## START Exercise material

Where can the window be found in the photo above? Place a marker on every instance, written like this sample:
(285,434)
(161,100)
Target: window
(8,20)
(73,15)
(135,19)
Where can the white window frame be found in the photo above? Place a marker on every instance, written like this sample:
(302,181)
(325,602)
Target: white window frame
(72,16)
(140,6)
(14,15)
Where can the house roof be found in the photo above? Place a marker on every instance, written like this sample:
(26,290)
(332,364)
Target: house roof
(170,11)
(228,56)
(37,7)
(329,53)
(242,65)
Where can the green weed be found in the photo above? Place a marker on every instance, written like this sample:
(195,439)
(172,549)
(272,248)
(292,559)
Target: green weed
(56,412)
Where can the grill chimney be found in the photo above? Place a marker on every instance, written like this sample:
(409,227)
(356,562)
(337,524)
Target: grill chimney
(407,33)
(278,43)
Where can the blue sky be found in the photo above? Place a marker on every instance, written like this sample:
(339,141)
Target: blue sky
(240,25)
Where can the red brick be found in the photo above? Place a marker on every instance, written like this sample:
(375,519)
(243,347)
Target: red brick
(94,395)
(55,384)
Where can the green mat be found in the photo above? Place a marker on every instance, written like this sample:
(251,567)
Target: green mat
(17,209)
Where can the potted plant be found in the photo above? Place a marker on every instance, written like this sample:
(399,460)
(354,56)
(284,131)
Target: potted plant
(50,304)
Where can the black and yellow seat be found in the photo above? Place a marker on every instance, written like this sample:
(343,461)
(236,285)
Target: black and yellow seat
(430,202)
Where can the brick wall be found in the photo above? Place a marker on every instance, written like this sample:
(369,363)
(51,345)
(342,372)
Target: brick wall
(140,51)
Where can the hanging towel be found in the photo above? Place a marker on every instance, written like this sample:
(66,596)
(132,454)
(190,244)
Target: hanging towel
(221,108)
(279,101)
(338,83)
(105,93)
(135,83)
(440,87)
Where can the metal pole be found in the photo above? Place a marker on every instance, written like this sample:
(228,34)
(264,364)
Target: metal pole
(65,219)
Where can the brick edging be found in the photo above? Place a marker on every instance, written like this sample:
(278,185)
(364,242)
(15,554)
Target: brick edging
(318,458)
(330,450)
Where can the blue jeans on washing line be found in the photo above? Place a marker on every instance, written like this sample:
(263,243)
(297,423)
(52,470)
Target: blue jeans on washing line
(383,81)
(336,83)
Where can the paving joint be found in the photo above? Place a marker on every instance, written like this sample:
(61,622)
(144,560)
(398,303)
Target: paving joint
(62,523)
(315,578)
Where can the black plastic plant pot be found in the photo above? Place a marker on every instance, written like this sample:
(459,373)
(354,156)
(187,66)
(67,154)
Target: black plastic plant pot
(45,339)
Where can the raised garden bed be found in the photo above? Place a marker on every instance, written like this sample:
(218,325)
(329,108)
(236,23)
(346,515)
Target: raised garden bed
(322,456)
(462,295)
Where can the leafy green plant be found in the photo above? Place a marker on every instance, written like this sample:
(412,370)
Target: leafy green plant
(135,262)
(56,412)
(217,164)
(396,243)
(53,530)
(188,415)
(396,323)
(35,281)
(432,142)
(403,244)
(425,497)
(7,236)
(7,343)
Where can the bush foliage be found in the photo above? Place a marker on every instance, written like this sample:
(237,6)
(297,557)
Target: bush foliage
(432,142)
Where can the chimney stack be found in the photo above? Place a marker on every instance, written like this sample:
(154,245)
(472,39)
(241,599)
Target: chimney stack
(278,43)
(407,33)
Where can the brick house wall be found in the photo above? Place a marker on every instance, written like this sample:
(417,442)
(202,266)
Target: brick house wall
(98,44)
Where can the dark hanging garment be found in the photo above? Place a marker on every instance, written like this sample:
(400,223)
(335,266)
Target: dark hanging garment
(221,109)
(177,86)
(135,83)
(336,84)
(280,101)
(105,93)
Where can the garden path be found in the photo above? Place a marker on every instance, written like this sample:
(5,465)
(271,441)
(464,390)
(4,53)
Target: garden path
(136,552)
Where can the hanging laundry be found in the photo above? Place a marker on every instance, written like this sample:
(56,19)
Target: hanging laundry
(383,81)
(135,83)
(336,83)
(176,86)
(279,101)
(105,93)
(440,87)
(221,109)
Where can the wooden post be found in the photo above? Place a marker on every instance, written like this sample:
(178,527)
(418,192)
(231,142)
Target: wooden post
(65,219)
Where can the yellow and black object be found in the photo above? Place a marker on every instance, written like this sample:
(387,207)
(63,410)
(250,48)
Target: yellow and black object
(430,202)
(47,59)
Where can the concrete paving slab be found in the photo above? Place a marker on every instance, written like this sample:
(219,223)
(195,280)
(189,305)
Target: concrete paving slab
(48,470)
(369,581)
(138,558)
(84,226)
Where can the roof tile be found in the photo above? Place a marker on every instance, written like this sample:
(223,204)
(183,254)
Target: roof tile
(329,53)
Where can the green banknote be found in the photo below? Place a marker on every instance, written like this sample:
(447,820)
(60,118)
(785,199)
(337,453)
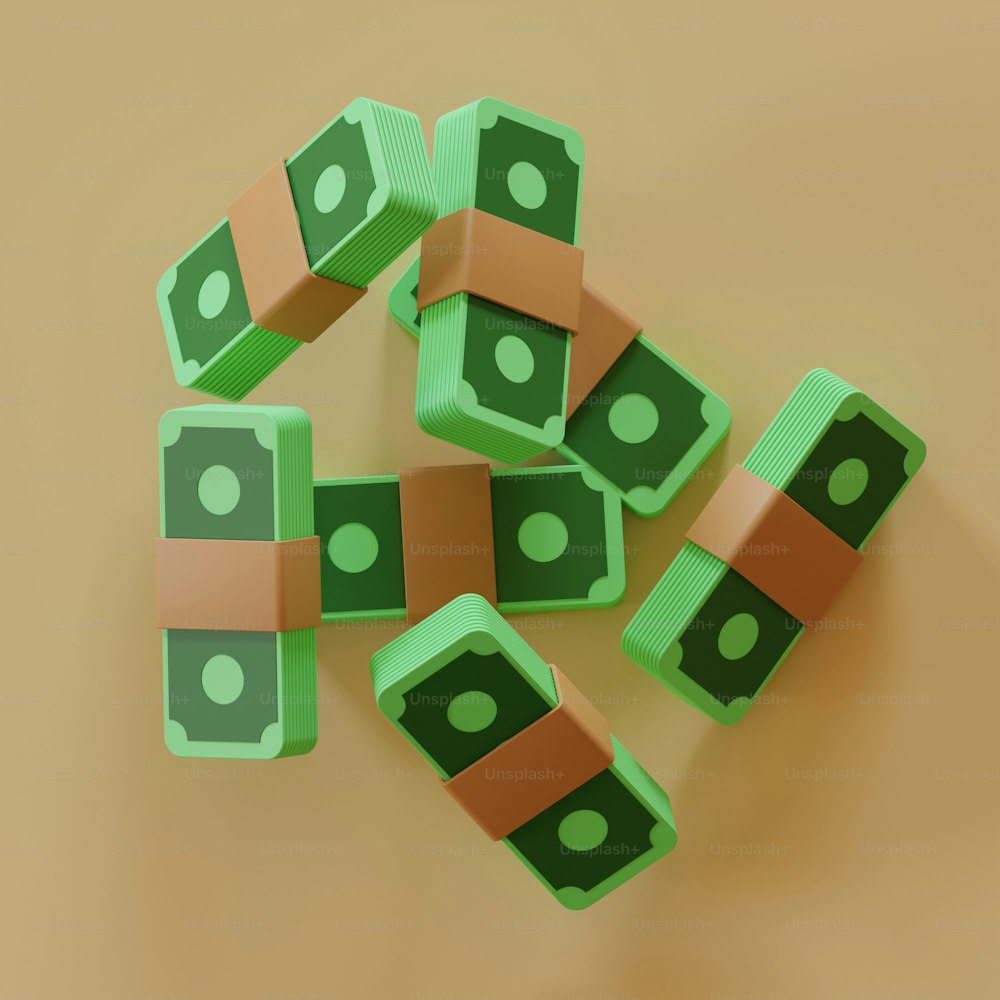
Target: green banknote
(237,472)
(708,633)
(461,683)
(363,194)
(557,536)
(488,378)
(644,430)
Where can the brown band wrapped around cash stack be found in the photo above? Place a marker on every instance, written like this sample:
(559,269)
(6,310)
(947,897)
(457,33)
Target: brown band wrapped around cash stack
(447,518)
(538,766)
(237,585)
(283,294)
(533,274)
(774,543)
(473,251)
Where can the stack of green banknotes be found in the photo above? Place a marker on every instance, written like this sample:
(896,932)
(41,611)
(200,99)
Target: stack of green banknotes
(237,472)
(461,683)
(488,378)
(708,633)
(645,429)
(557,537)
(363,193)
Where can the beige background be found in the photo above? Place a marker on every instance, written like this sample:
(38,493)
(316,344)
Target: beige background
(771,187)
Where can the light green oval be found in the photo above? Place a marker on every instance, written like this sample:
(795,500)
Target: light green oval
(527,185)
(543,536)
(330,188)
(222,679)
(514,359)
(472,711)
(847,481)
(633,418)
(219,489)
(738,636)
(583,830)
(353,547)
(213,294)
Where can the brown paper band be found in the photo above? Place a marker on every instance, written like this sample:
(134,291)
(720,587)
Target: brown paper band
(605,331)
(777,545)
(537,767)
(241,586)
(447,516)
(283,294)
(473,251)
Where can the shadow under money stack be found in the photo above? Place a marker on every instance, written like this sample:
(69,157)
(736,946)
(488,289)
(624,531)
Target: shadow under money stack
(773,547)
(297,249)
(522,751)
(237,581)
(517,353)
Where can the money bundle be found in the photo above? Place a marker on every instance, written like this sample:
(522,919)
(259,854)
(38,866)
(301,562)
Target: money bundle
(490,378)
(527,757)
(552,537)
(644,429)
(807,498)
(239,668)
(297,249)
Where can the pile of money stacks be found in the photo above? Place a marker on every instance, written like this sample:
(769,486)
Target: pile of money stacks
(539,359)
(517,355)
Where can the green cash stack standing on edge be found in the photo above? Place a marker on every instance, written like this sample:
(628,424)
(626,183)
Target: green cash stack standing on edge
(709,634)
(237,472)
(488,378)
(646,427)
(363,193)
(461,683)
(557,537)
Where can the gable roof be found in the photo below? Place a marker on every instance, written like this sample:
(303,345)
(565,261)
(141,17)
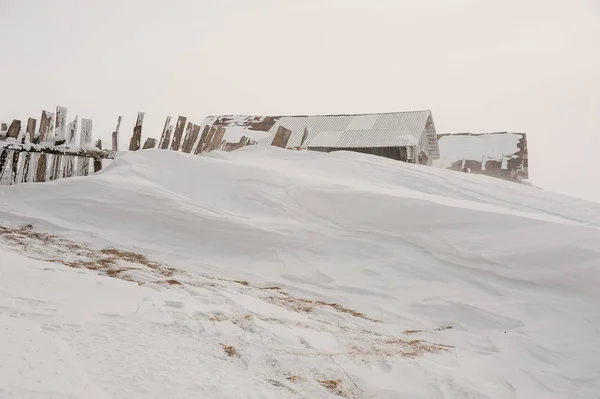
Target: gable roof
(505,148)
(395,129)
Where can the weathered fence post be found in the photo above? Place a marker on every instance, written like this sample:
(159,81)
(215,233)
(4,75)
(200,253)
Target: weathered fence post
(3,157)
(71,139)
(281,137)
(304,137)
(14,129)
(15,167)
(13,133)
(150,143)
(191,135)
(115,142)
(40,169)
(61,123)
(45,121)
(135,142)
(202,140)
(176,143)
(83,163)
(29,137)
(97,159)
(165,138)
(209,138)
(31,122)
(217,139)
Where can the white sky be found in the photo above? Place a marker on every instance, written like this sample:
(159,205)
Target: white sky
(480,65)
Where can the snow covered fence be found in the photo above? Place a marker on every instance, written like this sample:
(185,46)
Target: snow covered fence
(50,153)
(53,151)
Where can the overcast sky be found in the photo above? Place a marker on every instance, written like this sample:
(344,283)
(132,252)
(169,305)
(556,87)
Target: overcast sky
(480,65)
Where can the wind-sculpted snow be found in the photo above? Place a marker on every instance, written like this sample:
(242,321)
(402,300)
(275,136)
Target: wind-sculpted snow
(266,273)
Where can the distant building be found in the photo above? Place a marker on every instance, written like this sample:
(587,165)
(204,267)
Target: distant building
(502,154)
(405,136)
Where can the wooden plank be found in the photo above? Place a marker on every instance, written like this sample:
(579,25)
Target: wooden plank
(217,139)
(51,135)
(191,136)
(83,163)
(55,167)
(71,140)
(61,122)
(51,150)
(281,137)
(98,161)
(195,134)
(30,136)
(15,167)
(40,169)
(72,132)
(27,157)
(188,136)
(45,121)
(178,133)
(304,137)
(165,138)
(202,140)
(59,137)
(209,138)
(149,144)
(115,136)
(135,142)
(14,129)
(3,158)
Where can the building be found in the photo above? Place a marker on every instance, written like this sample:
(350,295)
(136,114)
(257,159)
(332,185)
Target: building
(502,154)
(405,136)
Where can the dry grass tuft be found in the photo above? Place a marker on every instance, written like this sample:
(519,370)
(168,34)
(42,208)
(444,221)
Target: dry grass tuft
(307,306)
(333,386)
(273,288)
(413,331)
(116,272)
(217,317)
(230,350)
(442,328)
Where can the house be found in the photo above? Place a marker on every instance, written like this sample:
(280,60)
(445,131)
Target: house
(501,154)
(404,136)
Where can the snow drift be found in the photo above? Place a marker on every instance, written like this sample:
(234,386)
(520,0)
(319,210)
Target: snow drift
(296,274)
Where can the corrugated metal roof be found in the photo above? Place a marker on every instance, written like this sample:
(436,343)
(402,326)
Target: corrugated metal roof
(396,129)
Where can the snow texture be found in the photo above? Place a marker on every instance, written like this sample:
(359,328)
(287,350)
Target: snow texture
(265,273)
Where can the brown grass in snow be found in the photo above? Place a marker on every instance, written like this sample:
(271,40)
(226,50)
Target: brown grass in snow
(333,386)
(230,350)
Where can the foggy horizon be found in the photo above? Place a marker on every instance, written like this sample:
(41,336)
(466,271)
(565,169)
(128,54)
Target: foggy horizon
(529,67)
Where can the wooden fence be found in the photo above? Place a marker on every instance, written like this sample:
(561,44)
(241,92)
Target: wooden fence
(58,149)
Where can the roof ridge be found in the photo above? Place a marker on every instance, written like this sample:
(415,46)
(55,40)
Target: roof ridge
(308,115)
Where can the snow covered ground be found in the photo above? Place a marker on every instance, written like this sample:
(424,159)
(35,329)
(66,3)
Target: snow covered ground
(266,273)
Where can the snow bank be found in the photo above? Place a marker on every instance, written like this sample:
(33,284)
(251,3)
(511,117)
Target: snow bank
(504,276)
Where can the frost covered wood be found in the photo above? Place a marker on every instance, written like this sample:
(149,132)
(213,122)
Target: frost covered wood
(176,143)
(203,139)
(165,138)
(149,144)
(45,123)
(61,122)
(115,135)
(83,163)
(281,137)
(30,136)
(14,129)
(135,142)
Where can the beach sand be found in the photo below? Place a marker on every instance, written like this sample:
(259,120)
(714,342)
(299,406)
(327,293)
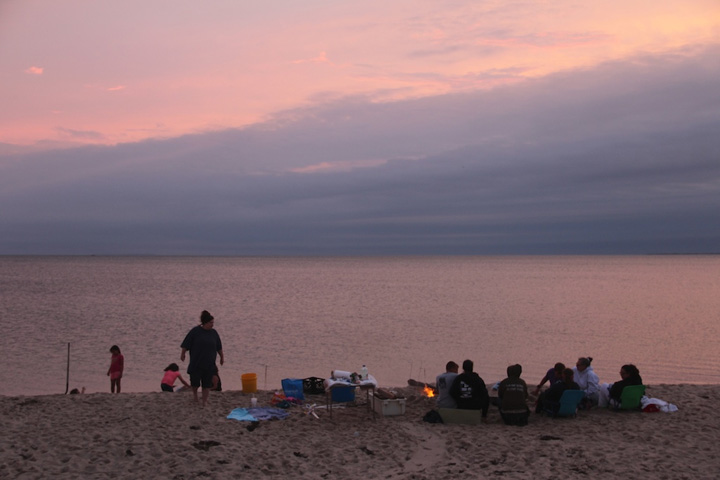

## END Exercise material

• _Short exercise_:
From the rows above, pull out each line that contains the word "leafy".

• _Correct output_:
Where can the leafy green plant be found in the photo above? Place a marker on every instance, written like this sample:
Target: leafy green plant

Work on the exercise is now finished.